▸ **Exercise prompt**
Copy out each line below containing "hair".

Point-per-instance localization data:
------------------------------------
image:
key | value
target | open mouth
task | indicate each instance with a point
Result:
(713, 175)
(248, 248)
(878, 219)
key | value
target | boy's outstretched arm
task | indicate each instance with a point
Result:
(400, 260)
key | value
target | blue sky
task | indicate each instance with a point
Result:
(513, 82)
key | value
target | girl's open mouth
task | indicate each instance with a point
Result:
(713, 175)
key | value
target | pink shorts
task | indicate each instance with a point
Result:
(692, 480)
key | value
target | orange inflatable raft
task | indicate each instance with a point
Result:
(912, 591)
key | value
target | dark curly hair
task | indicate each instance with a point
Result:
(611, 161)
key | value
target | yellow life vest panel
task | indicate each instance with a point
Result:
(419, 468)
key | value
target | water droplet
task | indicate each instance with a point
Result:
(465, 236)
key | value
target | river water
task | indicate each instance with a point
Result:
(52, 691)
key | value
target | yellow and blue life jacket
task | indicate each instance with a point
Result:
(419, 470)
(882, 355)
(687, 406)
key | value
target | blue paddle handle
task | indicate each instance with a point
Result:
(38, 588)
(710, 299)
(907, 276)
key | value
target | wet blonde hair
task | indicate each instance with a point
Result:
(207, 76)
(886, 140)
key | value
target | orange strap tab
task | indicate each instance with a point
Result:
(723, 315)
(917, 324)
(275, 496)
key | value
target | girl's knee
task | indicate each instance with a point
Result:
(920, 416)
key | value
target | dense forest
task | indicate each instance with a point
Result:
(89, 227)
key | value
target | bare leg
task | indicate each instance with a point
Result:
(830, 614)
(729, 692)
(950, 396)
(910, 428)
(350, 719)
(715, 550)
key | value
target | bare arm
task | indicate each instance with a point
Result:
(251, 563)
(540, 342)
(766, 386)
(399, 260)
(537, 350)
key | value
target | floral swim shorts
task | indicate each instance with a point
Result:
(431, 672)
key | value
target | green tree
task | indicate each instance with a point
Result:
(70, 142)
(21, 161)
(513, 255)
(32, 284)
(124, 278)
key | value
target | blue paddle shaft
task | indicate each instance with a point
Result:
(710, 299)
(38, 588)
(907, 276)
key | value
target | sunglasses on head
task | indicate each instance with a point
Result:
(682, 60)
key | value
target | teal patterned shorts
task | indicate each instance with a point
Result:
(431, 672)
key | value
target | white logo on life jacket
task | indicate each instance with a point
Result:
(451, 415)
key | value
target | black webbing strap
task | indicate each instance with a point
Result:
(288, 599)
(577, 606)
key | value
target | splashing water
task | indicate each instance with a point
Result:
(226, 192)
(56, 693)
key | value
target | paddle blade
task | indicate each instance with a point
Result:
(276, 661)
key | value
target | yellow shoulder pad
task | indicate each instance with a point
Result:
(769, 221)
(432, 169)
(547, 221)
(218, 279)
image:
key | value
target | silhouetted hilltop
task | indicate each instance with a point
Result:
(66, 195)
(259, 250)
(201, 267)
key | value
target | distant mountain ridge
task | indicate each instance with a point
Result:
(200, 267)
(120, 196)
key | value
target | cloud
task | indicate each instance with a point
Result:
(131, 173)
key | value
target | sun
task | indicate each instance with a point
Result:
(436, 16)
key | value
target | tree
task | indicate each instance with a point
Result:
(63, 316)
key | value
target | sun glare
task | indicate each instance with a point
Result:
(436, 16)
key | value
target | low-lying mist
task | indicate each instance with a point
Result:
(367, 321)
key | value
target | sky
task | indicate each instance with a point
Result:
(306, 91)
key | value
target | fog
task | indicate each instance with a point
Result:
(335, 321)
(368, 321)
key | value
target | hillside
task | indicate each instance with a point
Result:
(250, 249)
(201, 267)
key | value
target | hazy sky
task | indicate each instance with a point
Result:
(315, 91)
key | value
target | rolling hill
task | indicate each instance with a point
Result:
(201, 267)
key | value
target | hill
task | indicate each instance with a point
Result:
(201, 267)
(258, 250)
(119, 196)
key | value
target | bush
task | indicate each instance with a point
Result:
------------------------------------
▸ **Solution**
target | dark curly hair
target | wet blonde hair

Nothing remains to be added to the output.